The result should be every line of the listing that contains "phrase".

### Data for review
Segment Open
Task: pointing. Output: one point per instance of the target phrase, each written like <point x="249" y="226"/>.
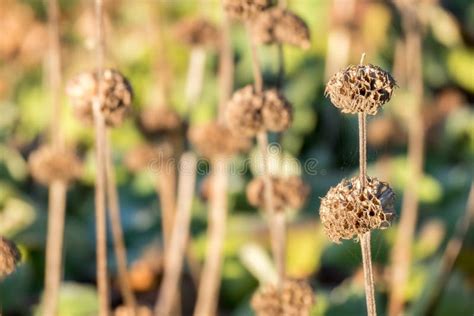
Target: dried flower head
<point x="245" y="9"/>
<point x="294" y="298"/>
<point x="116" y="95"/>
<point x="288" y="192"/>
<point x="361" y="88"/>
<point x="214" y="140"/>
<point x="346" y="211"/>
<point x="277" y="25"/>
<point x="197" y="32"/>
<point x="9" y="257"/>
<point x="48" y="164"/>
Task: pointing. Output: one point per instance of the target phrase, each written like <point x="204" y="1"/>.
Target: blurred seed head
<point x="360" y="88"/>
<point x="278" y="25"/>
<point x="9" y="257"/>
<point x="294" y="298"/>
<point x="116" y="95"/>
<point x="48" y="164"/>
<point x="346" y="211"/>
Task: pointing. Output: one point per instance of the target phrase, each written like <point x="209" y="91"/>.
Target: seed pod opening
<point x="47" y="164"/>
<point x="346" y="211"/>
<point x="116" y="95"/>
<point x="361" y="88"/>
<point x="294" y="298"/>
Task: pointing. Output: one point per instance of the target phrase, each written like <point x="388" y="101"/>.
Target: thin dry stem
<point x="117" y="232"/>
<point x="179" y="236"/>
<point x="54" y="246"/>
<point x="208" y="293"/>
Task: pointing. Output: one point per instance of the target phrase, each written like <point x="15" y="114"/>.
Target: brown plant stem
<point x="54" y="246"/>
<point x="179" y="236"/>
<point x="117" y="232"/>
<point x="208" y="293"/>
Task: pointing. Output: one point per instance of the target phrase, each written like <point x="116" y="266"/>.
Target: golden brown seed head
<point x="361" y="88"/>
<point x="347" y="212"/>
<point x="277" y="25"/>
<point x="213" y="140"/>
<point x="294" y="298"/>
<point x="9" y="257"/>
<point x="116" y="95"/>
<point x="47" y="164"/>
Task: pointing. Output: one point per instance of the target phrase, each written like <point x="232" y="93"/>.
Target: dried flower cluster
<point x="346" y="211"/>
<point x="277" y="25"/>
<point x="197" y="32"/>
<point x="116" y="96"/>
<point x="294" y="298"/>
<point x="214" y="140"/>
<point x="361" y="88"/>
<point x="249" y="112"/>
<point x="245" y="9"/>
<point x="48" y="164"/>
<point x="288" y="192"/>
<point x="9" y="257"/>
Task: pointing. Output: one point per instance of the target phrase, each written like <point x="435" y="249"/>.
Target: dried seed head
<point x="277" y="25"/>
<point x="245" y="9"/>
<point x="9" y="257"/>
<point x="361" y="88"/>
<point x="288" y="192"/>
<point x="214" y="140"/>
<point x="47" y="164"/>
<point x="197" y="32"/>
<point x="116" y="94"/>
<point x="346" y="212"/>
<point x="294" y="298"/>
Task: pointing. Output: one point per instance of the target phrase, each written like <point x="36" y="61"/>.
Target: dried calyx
Segment Closed
Segment Open
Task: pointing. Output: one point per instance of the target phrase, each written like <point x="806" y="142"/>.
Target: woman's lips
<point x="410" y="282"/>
Segment Closed
### Reply
Task: pointing. Output: one point per instance of the target phrase, each written like <point x="249" y="226"/>.
Task: pointing. Output: one point per instance of the target phrase, each written like <point x="204" y="1"/>.
Task: pointing. Output: one point per instance of the target phrase, each written like <point x="209" y="91"/>.
Task: pointing. Output: one point per instance of the target phrase, each written like <point x="388" y="101"/>.
Task: pointing. Output: one point per instance of the target phrase, each written like <point x="15" y="114"/>.
Task: pointing. Output: one point per instance of the target phrase, each written like <point x="116" y="266"/>.
Task: pointing. Output: one point per instance of the target phrase, each written like <point x="232" y="93"/>.
Task: pointing. Output: one point per instance of the target phrase, each written like <point x="435" y="249"/>.
Task: pointing. Output: one point per instance of the target phrase, each written like <point x="36" y="61"/>.
Task: pointing. Output: one point per instance of the target phrase, each written like <point x="806" y="142"/>.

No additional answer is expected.